**EXERCISE DETAILS:** Although the data below contains pictures, please reproduce only its words, exactly.

**Saved entries:**
-- Opening Marker --

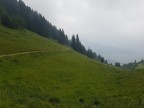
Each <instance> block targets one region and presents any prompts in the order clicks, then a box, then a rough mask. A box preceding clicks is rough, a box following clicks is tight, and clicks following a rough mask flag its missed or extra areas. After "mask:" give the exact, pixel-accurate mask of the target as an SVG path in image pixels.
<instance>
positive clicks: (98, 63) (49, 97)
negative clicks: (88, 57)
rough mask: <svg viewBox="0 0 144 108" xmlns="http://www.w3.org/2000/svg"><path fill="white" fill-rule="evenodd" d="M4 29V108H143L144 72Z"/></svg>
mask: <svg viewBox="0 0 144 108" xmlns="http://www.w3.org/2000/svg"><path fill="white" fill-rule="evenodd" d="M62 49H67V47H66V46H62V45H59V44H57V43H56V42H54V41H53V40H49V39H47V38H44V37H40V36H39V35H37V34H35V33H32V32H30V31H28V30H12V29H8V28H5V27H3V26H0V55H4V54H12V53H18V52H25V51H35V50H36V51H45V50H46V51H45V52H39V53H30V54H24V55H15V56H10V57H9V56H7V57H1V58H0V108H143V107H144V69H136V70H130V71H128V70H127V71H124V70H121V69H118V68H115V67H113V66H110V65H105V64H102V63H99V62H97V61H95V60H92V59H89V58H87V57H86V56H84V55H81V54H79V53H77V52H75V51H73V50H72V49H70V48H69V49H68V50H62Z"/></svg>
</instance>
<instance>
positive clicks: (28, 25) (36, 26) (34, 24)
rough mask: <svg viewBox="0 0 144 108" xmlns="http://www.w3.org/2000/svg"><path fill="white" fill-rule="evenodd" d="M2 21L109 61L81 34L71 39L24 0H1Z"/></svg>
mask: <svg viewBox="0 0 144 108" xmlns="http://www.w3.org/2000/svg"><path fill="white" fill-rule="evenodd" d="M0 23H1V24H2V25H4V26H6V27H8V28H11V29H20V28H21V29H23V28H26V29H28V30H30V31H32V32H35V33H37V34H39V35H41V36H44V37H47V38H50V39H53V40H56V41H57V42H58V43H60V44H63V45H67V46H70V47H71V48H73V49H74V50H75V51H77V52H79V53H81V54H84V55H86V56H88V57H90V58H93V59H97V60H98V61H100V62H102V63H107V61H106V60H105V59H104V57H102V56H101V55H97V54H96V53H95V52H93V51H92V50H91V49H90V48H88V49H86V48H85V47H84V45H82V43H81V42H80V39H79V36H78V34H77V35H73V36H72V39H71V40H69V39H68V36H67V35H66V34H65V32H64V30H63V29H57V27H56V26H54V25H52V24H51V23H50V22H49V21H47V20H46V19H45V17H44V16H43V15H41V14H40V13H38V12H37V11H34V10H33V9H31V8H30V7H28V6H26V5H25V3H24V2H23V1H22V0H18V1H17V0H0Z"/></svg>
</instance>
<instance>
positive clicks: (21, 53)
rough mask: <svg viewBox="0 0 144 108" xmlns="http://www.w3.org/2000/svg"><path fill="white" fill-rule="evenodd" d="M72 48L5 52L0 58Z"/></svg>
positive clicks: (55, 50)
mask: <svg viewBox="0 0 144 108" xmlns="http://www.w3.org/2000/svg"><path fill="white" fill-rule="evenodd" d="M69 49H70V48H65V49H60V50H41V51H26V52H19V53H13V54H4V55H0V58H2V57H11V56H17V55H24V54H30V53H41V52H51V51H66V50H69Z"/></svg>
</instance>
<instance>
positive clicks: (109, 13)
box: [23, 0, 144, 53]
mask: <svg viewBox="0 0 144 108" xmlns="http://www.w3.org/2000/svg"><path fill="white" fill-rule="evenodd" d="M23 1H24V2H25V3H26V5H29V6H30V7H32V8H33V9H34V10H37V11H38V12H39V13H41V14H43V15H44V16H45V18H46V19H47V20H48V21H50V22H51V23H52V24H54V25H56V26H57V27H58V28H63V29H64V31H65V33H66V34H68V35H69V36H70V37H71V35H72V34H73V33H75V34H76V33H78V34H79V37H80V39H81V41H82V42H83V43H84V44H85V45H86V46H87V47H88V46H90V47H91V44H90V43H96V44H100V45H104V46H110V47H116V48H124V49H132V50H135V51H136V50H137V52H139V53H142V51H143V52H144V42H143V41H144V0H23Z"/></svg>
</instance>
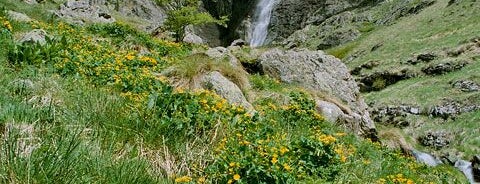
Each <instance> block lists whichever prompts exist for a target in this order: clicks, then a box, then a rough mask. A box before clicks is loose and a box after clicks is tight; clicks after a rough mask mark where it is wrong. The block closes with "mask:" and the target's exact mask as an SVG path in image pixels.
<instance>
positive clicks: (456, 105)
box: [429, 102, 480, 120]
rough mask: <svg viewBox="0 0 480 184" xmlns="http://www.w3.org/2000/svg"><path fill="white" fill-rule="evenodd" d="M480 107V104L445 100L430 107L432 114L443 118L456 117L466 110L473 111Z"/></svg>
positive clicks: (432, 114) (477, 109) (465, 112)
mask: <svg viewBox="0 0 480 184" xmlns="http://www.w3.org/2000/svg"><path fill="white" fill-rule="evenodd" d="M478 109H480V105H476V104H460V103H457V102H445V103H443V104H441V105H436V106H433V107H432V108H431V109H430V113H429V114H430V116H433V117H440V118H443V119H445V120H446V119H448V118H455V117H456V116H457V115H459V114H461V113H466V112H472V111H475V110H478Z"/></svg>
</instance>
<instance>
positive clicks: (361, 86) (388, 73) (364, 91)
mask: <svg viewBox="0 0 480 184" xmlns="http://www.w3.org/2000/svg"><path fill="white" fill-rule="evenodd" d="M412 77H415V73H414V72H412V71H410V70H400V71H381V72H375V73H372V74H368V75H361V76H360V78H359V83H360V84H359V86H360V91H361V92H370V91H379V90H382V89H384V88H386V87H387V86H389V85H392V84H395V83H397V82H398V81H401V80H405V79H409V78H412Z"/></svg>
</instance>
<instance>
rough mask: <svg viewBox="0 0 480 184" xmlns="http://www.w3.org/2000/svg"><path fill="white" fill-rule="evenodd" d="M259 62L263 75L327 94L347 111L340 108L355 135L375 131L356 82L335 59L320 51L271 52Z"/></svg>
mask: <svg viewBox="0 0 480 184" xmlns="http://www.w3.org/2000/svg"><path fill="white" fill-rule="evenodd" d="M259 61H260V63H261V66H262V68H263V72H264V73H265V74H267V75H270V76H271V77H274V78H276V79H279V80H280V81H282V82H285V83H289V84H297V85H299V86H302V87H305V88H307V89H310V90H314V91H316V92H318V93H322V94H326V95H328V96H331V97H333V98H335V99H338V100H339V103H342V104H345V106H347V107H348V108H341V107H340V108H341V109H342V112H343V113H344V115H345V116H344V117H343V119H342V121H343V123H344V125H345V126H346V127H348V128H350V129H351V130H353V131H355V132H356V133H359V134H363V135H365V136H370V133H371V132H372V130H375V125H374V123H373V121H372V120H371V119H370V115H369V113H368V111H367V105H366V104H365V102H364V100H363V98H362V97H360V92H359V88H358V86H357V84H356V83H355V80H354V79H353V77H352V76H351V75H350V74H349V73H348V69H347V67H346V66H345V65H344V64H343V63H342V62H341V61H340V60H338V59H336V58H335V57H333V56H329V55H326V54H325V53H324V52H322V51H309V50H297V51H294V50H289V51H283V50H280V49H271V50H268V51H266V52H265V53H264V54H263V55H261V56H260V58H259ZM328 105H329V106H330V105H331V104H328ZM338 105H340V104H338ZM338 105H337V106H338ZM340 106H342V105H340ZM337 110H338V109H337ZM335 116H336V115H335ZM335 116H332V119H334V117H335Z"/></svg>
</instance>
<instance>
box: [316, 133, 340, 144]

-- Closing Marker --

**WRITTEN ANSWER:**
Each <instance> block targets one region and presents any prompts in the order clicks, then a box, then a rough mask. A box preceding clicks is rough, a box following clicks is tight, and clicks following a rough mask flag its missed or extra areas. After "mask:" give the exact, pixel-accurate mask of the target as an SVG path in image pixels.
<instance>
positive clicks: (98, 63) (49, 97)
negative clicks: (88, 57)
rough mask: <svg viewBox="0 0 144 108" xmlns="http://www.w3.org/2000/svg"><path fill="white" fill-rule="evenodd" d="M4 29V108H143L144 72Z"/></svg>
mask: <svg viewBox="0 0 144 108" xmlns="http://www.w3.org/2000/svg"><path fill="white" fill-rule="evenodd" d="M62 49H67V47H66V46H62V45H59V44H57V43H56V42H54V41H53V40H49V39H47V38H44V37H40V36H39V35H37V34H35V33H32V32H30V31H28V30H12V29H8V28H5V27H3V26H0V55H4V54H12V53H18V52H25V51H35V50H36V51H45V50H46V51H45V52H39V53H30V54H24V55H15V56H10V57H9V56H7V57H1V58H0V108H143V107H144V69H136V70H130V71H128V70H127V71H124V70H121V69H118V68H115V67H113V66H110V65H105V64H102V63H99V62H97V61H95V60H92V59H89V58H87V57H86V56H84V55H81V54H79V53H77V52H75V51H73V50H72V49H70V48H69V49H68V50H62Z"/></svg>
</instance>
<instance>
positive clicks: (28, 25) (36, 26) (34, 24)
rough mask: <svg viewBox="0 0 144 108" xmlns="http://www.w3.org/2000/svg"><path fill="white" fill-rule="evenodd" d="M2 21L109 61L81 34L71 39L24 0H1Z"/></svg>
mask: <svg viewBox="0 0 144 108" xmlns="http://www.w3.org/2000/svg"><path fill="white" fill-rule="evenodd" d="M0 23H1V24H2V25H4V26H6V27H8V28H11V29H20V28H21V29H23V28H26V29H28V30H30V31H32V32H35V33H37V34H39V35H41V36H44V37H47V38H50V39H53V40H56V41H57V42H58V43H60V44H63V45H67V46H70V47H71V48H73V49H74V50H75V51H77V52H79V53H81V54H84V55H86V56H88V57H90V58H93V59H97V60H98V61H100V62H102V63H107V61H106V60H105V59H104V57H102V56H101V55H97V54H96V53H95V52H93V51H92V50H91V49H90V48H88V49H86V48H85V47H84V45H82V43H81V42H80V39H79V36H78V34H77V35H73V36H72V39H71V40H69V39H68V36H67V35H66V34H65V32H64V30H63V29H57V27H56V26H54V25H52V24H51V23H50V22H49V21H47V20H46V19H45V17H44V16H43V15H41V14H40V13H38V12H37V11H34V10H33V9H31V8H30V7H28V6H26V5H25V3H24V2H23V1H22V0H18V1H17V0H0Z"/></svg>
</instance>
<instance>
positive clicks: (21, 53)
rough mask: <svg viewBox="0 0 144 108" xmlns="http://www.w3.org/2000/svg"><path fill="white" fill-rule="evenodd" d="M72 48L5 52L0 58Z"/></svg>
positive clicks: (55, 50)
mask: <svg viewBox="0 0 144 108" xmlns="http://www.w3.org/2000/svg"><path fill="white" fill-rule="evenodd" d="M69 49H70V48H65V49H60V50H41V51H26V52H19V53H13V54H4V55H0V58H2V57H11V56H17V55H24V54H30V53H41V52H51V51H66V50H69Z"/></svg>
</instance>
<instance>
positive clicks: (109, 13)
box: [23, 0, 144, 53]
mask: <svg viewBox="0 0 144 108" xmlns="http://www.w3.org/2000/svg"><path fill="white" fill-rule="evenodd" d="M23 1H24V2H25V3H26V5H29V6H30V7H32V8H33V9H34V10H37V11H38V12H39V13H41V14H43V15H44V16H45V18H46V19H47V20H48V21H50V22H51V23H52V24H54V25H56V26H57V27H58V28H63V29H64V31H65V33H66V34H68V35H69V36H70V37H71V35H72V34H73V33H75V34H76V33H78V34H79V37H80V39H81V41H82V42H83V43H84V44H85V45H86V46H87V47H88V46H90V47H91V44H90V43H96V44H100V45H104V46H110V47H116V48H124V49H132V50H135V51H136V50H137V52H139V53H142V51H143V52H144V42H143V41H144V0H23Z"/></svg>
</instance>
Each <instance> block lists whichever prompts exist for a target in this order: clicks, then a box, then a rough mask. A box before clicks is loose and a box after clicks is tight; clicks after a rough mask mark where it is wrong. The block closes with "mask:" and the target's exact mask as an SVG path in image pixels.
<instance>
positive clicks: (456, 105)
box: [429, 102, 480, 120]
rough mask: <svg viewBox="0 0 480 184" xmlns="http://www.w3.org/2000/svg"><path fill="white" fill-rule="evenodd" d="M480 107V104L445 100L430 107L432 114L443 118L456 117L466 110L473 111Z"/></svg>
positive clicks: (432, 114) (477, 109) (465, 112)
mask: <svg viewBox="0 0 480 184" xmlns="http://www.w3.org/2000/svg"><path fill="white" fill-rule="evenodd" d="M478 109H480V105H476V104H460V103H457V102H445V103H443V104H441V105H436V106H433V107H432V108H431V109H430V113H429V114H430V116H433V117H440V118H443V119H445V120H446V119H448V118H455V117H456V116H457V115H459V114H461V113H466V112H472V111H475V110H478Z"/></svg>
</instance>
<instance>
positive clicks: (361, 86) (388, 73) (364, 91)
mask: <svg viewBox="0 0 480 184" xmlns="http://www.w3.org/2000/svg"><path fill="white" fill-rule="evenodd" d="M412 77H415V73H414V72H412V71H410V70H400V71H381V72H375V73H372V74H368V75H361V76H360V78H359V83H360V84H359V86H360V91H361V92H370V91H379V90H382V89H384V88H386V87H387V86H389V85H392V84H395V83H397V82H398V81H401V80H405V79H409V78H412Z"/></svg>
</instance>
<instance>
rough mask: <svg viewBox="0 0 480 184" xmlns="http://www.w3.org/2000/svg"><path fill="white" fill-rule="evenodd" d="M259 62L263 75L327 94L347 111L340 108L355 135L375 131L356 82L335 59L320 51L271 52Z"/></svg>
mask: <svg viewBox="0 0 480 184" xmlns="http://www.w3.org/2000/svg"><path fill="white" fill-rule="evenodd" d="M259 61H260V63H261V66H262V68H263V72H264V73H265V74H267V75H270V76H271V77H274V78H276V79H279V80H280V81H282V82H285V83H289V84H297V85H299V86H302V87H305V88H307V89H310V90H314V91H316V92H318V93H322V94H326V95H328V96H331V97H333V98H335V99H338V100H339V103H342V104H345V106H347V107H348V108H341V107H340V108H341V109H342V112H343V113H344V115H345V116H344V117H343V119H342V121H343V123H344V125H345V126H346V127H348V128H350V129H351V130H353V131H355V132H356V133H359V134H363V135H365V136H370V133H371V132H372V130H375V125H374V123H373V121H372V120H371V119H370V115H369V113H368V111H367V105H366V104H365V102H364V100H363V98H362V97H360V92H359V88H358V86H357V84H356V83H355V80H354V79H353V77H352V76H351V75H350V74H349V73H348V69H347V67H346V66H345V65H344V64H343V63H342V62H341V61H340V60H338V59H336V58H335V57H333V56H329V55H326V54H325V53H324V52H322V51H309V50H297V51H294V50H289V51H283V50H280V49H271V50H268V51H266V52H265V53H264V54H263V55H261V56H260V58H259ZM328 105H329V106H330V105H331V104H328ZM338 105H340V104H338ZM338 105H337V106H338ZM340 106H342V105H340ZM337 110H338V109H337ZM335 116H336V115H335ZM335 116H332V119H334V117H335Z"/></svg>
</instance>
<instance>
box: [316, 133, 340, 144]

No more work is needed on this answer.